# [Request]
Reproduce every line of the entries below without changing anything, keeping the lines in their original order.

# [Records to use]
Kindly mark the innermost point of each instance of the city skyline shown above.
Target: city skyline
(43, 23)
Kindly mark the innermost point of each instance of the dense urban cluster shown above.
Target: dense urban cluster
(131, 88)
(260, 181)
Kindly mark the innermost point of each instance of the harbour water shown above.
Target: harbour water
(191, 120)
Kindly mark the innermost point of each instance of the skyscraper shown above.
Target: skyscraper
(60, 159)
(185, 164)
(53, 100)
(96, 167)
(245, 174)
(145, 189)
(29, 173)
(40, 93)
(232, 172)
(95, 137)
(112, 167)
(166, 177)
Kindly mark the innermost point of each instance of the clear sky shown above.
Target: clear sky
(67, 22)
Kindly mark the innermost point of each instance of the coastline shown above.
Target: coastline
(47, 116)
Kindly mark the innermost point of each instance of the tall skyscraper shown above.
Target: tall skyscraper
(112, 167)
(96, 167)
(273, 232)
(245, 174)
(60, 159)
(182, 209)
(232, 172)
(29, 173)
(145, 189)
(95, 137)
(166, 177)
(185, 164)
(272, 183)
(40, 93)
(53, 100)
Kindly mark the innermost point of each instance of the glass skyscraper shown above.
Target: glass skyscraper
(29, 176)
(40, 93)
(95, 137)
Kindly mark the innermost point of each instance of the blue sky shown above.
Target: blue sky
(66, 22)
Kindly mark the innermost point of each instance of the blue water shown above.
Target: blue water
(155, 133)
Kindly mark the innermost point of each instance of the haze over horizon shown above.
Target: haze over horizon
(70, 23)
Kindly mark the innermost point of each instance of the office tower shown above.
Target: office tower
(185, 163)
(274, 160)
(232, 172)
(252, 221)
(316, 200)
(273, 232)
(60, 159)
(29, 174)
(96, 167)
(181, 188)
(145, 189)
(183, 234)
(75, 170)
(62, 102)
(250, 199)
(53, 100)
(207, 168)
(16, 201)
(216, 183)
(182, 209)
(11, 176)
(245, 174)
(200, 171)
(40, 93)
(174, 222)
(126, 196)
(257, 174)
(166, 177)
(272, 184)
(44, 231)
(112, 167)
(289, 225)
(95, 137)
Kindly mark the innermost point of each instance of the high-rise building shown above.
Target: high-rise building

# [Answer to the problem]
Kindly mark the innermost point of each instance of the city skyline shown above.
Target: city skyline
(43, 23)
Kindly mark the innermost point of each instance of the dense urban cluster shown above.
Target: dense urban cluster
(131, 88)
(260, 181)
Kindly mark the innermost point of each instance of the harbour water shown above.
Target: harbour water
(191, 120)
Kindly mark the innermost point of each instance of the skyscraper shown above.
Target: skyscraper
(60, 159)
(185, 164)
(53, 100)
(96, 167)
(245, 174)
(145, 189)
(29, 173)
(40, 93)
(232, 172)
(95, 137)
(112, 167)
(166, 177)
Kindly mark the innermost point of each instance of the clear sky shown above.
Target: clear sky
(67, 22)
Kindly mark the innermost point of each instance of the coastline shown above.
Target: coastline
(47, 116)
Kindly mark the innermost point of each instance of the tall skyscraper shown above.
Target: tall skyscraper
(112, 167)
(96, 167)
(273, 232)
(245, 174)
(60, 159)
(182, 209)
(232, 172)
(29, 173)
(145, 189)
(95, 137)
(166, 177)
(185, 164)
(272, 183)
(40, 93)
(53, 100)
Kindly mark the innermost point of each instance of the glass skyscraper shown above.
Target: glass skyscraper
(29, 176)
(40, 93)
(95, 137)
Kindly mark the innermost point of each instance of the blue sky shown above.
Target: blue sky
(66, 22)
Kindly mark the innermost point of each instance of the blue water shown above.
Target: blue water
(155, 133)
Kindly mark the innermost point of each instance of the haze over horizon shown above.
Target: haze over horizon
(70, 23)
Kindly mark the innermost point of each instance of the office tower shown above.
Target: office tower
(185, 163)
(274, 160)
(232, 172)
(252, 221)
(316, 200)
(273, 232)
(60, 159)
(29, 174)
(96, 167)
(181, 188)
(145, 189)
(183, 234)
(75, 170)
(62, 102)
(250, 199)
(53, 100)
(207, 168)
(16, 201)
(216, 183)
(182, 209)
(11, 176)
(245, 174)
(200, 171)
(40, 93)
(174, 222)
(126, 196)
(257, 174)
(166, 177)
(272, 184)
(44, 231)
(112, 167)
(289, 225)
(95, 137)
Kindly mark the innermost point of each instance of the high-rise building shown above.
Target: high-rise building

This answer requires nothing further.